Conservation genetics is an interdisciplinary subfield of Population Genetics that aims to understand the dynamics of genes in populations principally to avoid extinction. Therefore, it applies genetic methods to the conservation and restoration of biodiversity. Researchers involved in conservation genetics come from a variety of fields including population genetics, molecular ecology, biology, evolutionary biology, and systematics. Genetic diversity is one of the three fundamental levels of biodiversity, so it is directly important in conservation. Genetic variability influences both the health and long-term survival of populations because decreased genetic diversity has been associated with reduced fitness, such as high juvenile mortality, diminished population growth, reduced immunity, and ultimate to higher extinction risk.

## Material provided
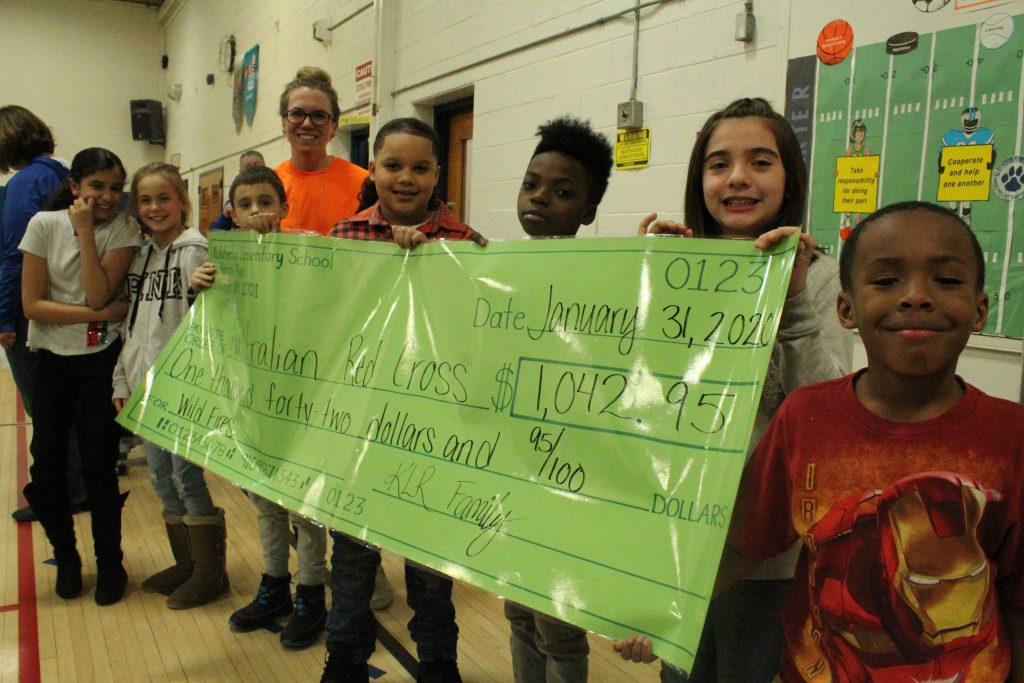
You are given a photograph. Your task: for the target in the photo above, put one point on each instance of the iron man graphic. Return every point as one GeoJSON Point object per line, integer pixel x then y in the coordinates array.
{"type": "Point", "coordinates": [900, 586]}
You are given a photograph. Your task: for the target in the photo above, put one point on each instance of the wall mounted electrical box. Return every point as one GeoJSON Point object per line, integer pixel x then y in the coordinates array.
{"type": "Point", "coordinates": [630, 114]}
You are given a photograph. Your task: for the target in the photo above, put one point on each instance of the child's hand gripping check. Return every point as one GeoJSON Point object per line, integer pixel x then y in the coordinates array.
{"type": "Point", "coordinates": [203, 276]}
{"type": "Point", "coordinates": [634, 648]}
{"type": "Point", "coordinates": [408, 238]}
{"type": "Point", "coordinates": [805, 252]}
{"type": "Point", "coordinates": [651, 225]}
{"type": "Point", "coordinates": [263, 222]}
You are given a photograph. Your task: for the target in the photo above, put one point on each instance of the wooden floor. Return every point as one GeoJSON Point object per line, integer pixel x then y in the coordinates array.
{"type": "Point", "coordinates": [44, 638]}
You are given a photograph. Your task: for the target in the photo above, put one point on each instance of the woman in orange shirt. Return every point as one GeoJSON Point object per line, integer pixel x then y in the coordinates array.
{"type": "Point", "coordinates": [322, 189]}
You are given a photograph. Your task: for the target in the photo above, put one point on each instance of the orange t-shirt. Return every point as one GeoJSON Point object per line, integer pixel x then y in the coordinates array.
{"type": "Point", "coordinates": [317, 200]}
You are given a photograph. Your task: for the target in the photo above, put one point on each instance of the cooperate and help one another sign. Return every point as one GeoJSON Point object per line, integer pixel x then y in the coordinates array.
{"type": "Point", "coordinates": [560, 422]}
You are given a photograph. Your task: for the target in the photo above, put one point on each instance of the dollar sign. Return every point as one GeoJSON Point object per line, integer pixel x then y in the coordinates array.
{"type": "Point", "coordinates": [503, 397]}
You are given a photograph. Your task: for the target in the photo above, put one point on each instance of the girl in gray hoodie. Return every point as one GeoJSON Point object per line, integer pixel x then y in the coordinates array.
{"type": "Point", "coordinates": [159, 300]}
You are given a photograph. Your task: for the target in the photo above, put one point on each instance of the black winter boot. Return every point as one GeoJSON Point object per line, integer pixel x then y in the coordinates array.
{"type": "Point", "coordinates": [307, 620]}
{"type": "Point", "coordinates": [59, 527]}
{"type": "Point", "coordinates": [273, 599]}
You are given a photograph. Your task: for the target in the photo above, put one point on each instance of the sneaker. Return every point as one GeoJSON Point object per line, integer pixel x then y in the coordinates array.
{"type": "Point", "coordinates": [111, 584]}
{"type": "Point", "coordinates": [273, 599]}
{"type": "Point", "coordinates": [383, 595]}
{"type": "Point", "coordinates": [307, 620]}
{"type": "Point", "coordinates": [438, 671]}
{"type": "Point", "coordinates": [337, 670]}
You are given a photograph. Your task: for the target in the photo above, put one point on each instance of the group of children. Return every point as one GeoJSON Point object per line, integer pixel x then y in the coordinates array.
{"type": "Point", "coordinates": [899, 487]}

## Required action
Continue the passage on conservation genetics after its final sentence.

## Task result
Genetic diversity is the variability of genes in a species. A number of means can express the level of genetic diversity: observed heterozygosity, expected heterozygosity, the mean number of alleles per locus, or the percentage of polymorphic loci.
Since the genes encode the information of the phenotype, genetic diversity determines the potential fitness of a population and ultimately its long-term persistence. Extinction risk has been associated with low genetic diversity because several researchers has documented reduced fitness in population with low genetic diversity. For example, low genetic diversity as low heterozigosity has been associated with low juvenile survival, reduced population growth, low body size, diminished adult lifespan.